▸ **EXERCISE GOAL**
Lay out the lines from the first one through the line containing "32), (88, 51)]" as a numbered list, leaving out any blank lines.

________________

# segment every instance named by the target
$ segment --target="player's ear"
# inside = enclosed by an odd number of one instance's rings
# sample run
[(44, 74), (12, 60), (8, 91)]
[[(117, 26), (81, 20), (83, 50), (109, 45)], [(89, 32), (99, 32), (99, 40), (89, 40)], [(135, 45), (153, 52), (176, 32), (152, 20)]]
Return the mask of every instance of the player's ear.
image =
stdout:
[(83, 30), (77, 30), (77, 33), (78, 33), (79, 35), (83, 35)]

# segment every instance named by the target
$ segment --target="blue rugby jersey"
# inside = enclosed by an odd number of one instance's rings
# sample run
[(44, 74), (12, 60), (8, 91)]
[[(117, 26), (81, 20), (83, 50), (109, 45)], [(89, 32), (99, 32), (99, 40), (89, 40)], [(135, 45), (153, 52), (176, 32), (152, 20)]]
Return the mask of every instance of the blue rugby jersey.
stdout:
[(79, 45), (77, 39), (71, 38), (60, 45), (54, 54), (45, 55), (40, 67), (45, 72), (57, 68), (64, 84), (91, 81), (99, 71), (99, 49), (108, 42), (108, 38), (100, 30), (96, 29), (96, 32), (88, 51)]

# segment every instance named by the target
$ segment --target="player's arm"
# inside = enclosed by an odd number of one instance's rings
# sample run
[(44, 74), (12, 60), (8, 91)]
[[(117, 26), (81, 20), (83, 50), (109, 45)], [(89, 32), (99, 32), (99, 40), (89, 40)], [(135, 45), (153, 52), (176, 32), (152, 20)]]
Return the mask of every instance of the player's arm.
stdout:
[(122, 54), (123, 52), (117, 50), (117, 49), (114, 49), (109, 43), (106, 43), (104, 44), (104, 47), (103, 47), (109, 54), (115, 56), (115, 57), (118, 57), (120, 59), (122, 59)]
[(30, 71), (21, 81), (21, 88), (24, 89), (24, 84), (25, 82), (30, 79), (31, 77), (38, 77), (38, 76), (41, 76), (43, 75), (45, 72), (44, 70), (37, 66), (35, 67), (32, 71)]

________________

▸ **EXERCISE RESULT**
1. # segment every instance named by the target
2. $ segment --target="player's ear"
3. # inside = enclosed by an odd number of one instance's rings
4. # sample run
5. [(44, 74), (12, 60), (8, 91)]
6. [[(117, 26), (81, 20), (83, 50), (109, 45)], [(89, 32), (99, 32), (99, 40), (89, 40)], [(135, 45), (153, 52), (176, 32), (152, 20)]]
7. Return the mask of every instance of the player's ear.
8. image =
9. stdout:
10. [(83, 30), (77, 30), (77, 33), (78, 33), (79, 35), (83, 35)]
11. # segment every instance named by the target
12. $ segment --target="blue rugby jersey"
13. # inside = enclosed by an odd number of one instance's rings
14. # sample run
15. [(44, 74), (12, 60), (8, 91)]
16. [[(117, 26), (81, 20), (83, 50), (109, 45)], [(89, 32), (99, 32), (99, 40), (89, 40)], [(135, 45), (153, 52), (176, 32), (152, 20)]]
17. Return the mask of every instance of the blue rugby jersey.
18. stdout:
19. [(79, 45), (77, 39), (71, 38), (60, 45), (54, 54), (45, 55), (40, 67), (45, 72), (57, 68), (64, 84), (91, 81), (99, 71), (99, 49), (108, 42), (108, 38), (100, 30), (96, 29), (96, 32), (88, 51)]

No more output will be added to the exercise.